_Aufgabe A_
Formatiere die Einträge ab der Zeile mit „Please indicate the man“ bis hinunter zum Ende der Einträge als Markdown-Tabelle mit den Spalten „Nr“ und „Zeile“. Leere Zeilen fallen weg.

_Ausgewählter Textauszug_
>>>

Ich war zunächst etwas verblüfft, dass dieser Gruß so schnell vorbei war, aber es kam ja noch der Musikwunsch, und es war ein sehr romantischer: von Semino Rossi Tausend Rosen für Dich!



Du hast mich geliebt, denn ich war ja Dein Kind und nur das zählte immer für mich.
Hast bei Tag und bei Nacht meine Kindheit bewacht, Du warst Welt und Himmel für mich.
Du hast mir vertraut und mir immer geglaubt, auch wenn alles mal gegen mich war.
Du hast mit mir geweint, meine Träume geträumt und Du warst für mich immer da.

Tausend Rosen für Dich und dazu noch mein Leben.
Denn Du hast mir dein Herz aus Liebe gegeben.
Du warst Tag für Tag mir immer nah, oh Mama,
tief in meiner Seele da bleibst immer Du.
[…]

Tief in meiner Seele, da bleibst immer Du........


Welch eine Hommage an die Mutter!
Aber eigentlich ging es dem Mann doch um seine Frau?!
Ist er in Wirklichkeit ihr Sohn?

<<<

_Aufgabe B_
Beantworte zum Textauszug über den Musikwunsch diese Fragen:
(i) Welches Lied von welchem Interpreten wurde gewünscht?
(ii) Was wurde laut Liedtext „bei Tag und bei Nacht“ bewacht?
(iii) Um wen ging es dem Mann laut dem Textauszug eigentlich?

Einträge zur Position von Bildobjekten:
>>>

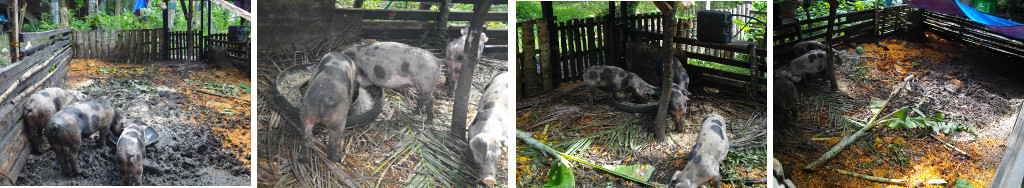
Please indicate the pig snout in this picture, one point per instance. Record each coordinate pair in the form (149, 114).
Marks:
(486, 150)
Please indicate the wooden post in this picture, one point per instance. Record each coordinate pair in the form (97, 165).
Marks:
(442, 20)
(753, 88)
(544, 46)
(829, 68)
(669, 11)
(554, 71)
(878, 15)
(609, 36)
(15, 31)
(165, 49)
(1010, 174)
(462, 89)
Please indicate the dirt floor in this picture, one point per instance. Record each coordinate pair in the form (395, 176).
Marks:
(204, 138)
(562, 118)
(969, 85)
(396, 150)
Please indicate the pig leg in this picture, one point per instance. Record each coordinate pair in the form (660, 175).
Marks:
(58, 149)
(335, 140)
(426, 102)
(73, 149)
(35, 136)
(718, 181)
(307, 132)
(830, 71)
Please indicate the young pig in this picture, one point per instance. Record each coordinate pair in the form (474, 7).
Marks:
(611, 80)
(391, 64)
(41, 105)
(785, 94)
(327, 102)
(486, 133)
(807, 46)
(680, 92)
(812, 62)
(131, 151)
(705, 157)
(67, 128)
(455, 56)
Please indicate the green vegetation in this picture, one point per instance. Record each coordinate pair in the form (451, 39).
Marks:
(151, 17)
(406, 5)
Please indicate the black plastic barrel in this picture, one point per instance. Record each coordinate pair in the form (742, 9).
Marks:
(714, 26)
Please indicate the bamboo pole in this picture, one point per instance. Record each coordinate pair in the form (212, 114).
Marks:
(465, 82)
(871, 178)
(849, 140)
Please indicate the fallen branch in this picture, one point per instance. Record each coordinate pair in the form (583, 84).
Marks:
(849, 140)
(219, 95)
(561, 156)
(951, 146)
(871, 178)
(747, 181)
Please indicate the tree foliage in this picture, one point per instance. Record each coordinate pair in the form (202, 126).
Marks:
(151, 17)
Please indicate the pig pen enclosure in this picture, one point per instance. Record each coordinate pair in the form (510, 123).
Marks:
(943, 90)
(157, 77)
(727, 79)
(397, 148)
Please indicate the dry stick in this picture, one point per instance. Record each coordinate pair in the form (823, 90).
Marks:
(951, 146)
(877, 179)
(849, 140)
(219, 95)
(28, 74)
(36, 86)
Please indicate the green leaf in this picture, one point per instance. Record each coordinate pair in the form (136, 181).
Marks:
(878, 104)
(641, 172)
(560, 176)
(961, 183)
(938, 115)
(244, 86)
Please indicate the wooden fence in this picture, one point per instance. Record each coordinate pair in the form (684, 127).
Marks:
(852, 27)
(122, 46)
(43, 65)
(546, 59)
(964, 30)
(184, 45)
(416, 24)
(860, 27)
(237, 50)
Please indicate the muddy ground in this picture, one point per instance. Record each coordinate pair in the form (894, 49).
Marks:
(970, 85)
(396, 150)
(190, 151)
(563, 116)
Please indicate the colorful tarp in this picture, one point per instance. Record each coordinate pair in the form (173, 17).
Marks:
(139, 4)
(999, 25)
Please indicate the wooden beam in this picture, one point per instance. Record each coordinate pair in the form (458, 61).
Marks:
(232, 8)
(465, 82)
(669, 11)
(1010, 174)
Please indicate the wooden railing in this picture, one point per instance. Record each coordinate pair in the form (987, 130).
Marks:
(123, 46)
(43, 65)
(546, 58)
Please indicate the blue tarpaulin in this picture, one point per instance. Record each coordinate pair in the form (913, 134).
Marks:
(139, 4)
(999, 25)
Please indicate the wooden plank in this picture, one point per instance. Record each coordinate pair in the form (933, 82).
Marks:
(43, 35)
(424, 15)
(1010, 174)
(529, 59)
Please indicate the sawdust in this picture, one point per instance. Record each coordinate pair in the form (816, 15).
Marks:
(237, 137)
(964, 82)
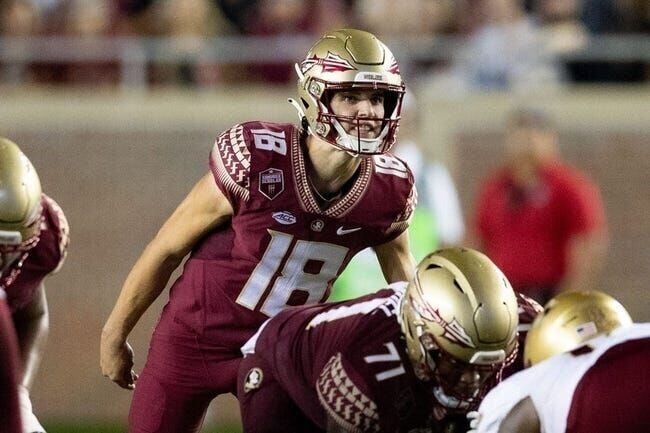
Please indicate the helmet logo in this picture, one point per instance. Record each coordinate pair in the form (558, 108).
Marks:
(329, 63)
(394, 68)
(452, 331)
(271, 183)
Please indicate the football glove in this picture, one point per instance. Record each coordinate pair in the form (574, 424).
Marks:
(29, 420)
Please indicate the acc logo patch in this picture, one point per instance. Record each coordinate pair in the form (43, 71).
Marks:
(284, 217)
(271, 183)
(253, 379)
(317, 225)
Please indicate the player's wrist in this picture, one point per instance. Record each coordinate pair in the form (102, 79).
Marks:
(113, 336)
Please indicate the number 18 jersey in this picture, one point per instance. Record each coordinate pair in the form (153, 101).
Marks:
(281, 247)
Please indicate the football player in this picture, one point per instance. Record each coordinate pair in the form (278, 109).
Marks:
(279, 216)
(588, 373)
(9, 403)
(414, 357)
(33, 245)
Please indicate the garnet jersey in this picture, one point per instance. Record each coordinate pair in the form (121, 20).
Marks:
(9, 371)
(348, 361)
(281, 248)
(603, 386)
(23, 277)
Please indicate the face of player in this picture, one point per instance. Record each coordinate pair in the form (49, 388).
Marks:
(461, 380)
(362, 105)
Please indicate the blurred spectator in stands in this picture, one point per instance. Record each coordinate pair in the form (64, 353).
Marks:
(437, 221)
(606, 18)
(290, 18)
(540, 220)
(506, 52)
(561, 27)
(423, 20)
(18, 19)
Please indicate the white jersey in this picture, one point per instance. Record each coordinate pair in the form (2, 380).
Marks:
(551, 384)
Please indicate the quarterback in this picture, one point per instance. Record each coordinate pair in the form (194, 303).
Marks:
(588, 373)
(414, 357)
(278, 217)
(33, 245)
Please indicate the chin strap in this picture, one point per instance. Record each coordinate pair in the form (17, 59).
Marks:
(448, 401)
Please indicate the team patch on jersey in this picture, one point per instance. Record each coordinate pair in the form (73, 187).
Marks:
(284, 217)
(317, 225)
(253, 379)
(271, 183)
(344, 401)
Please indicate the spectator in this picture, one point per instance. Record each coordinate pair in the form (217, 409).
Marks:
(541, 220)
(506, 52)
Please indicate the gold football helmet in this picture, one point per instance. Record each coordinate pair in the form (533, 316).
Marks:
(344, 60)
(569, 320)
(20, 200)
(459, 318)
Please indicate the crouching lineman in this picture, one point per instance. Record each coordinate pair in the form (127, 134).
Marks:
(33, 244)
(594, 378)
(410, 358)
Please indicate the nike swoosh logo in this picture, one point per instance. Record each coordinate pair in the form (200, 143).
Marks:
(341, 231)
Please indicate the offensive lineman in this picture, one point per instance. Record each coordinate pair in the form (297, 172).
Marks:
(411, 358)
(588, 373)
(33, 245)
(278, 218)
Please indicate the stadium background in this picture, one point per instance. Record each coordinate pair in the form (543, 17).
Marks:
(118, 156)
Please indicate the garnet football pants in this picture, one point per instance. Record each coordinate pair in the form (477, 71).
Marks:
(180, 378)
(265, 405)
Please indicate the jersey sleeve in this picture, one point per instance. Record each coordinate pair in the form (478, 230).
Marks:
(344, 399)
(62, 230)
(403, 219)
(230, 163)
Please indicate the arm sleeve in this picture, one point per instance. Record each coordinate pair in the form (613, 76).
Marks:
(63, 230)
(230, 162)
(403, 219)
(344, 399)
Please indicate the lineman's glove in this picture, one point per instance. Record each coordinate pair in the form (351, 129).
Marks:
(29, 420)
(474, 418)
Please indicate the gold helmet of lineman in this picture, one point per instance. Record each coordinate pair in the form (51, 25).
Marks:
(569, 320)
(20, 200)
(343, 60)
(459, 317)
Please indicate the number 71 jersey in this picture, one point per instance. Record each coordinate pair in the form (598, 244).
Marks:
(282, 248)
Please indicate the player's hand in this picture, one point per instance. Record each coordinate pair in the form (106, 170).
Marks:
(116, 360)
(474, 418)
(29, 420)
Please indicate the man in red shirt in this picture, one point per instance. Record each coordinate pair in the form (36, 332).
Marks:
(540, 220)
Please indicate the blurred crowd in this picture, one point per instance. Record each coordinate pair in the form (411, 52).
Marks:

<<<

_Musterlösung A_
| Nr | Zeile |
|---|---|
| 1 | Please indicate the man in red shirt in this picture, one point per instance. Record each coordinate pair in the form (36, 332). |
| 2 | Marks: |
| 3 | (540, 220) |
| 4 | Please indicate the blurred crowd in this picture, one point per instance. Record each coordinate pair in the form (411, 52). |
| 5 | Marks: |

_Musterlösung B_
(i) „Tausend Rosen für Dich“ von Semino Rossi
(ii) Die Kindheit („meine Kindheit“)
(iii) Um seine Frau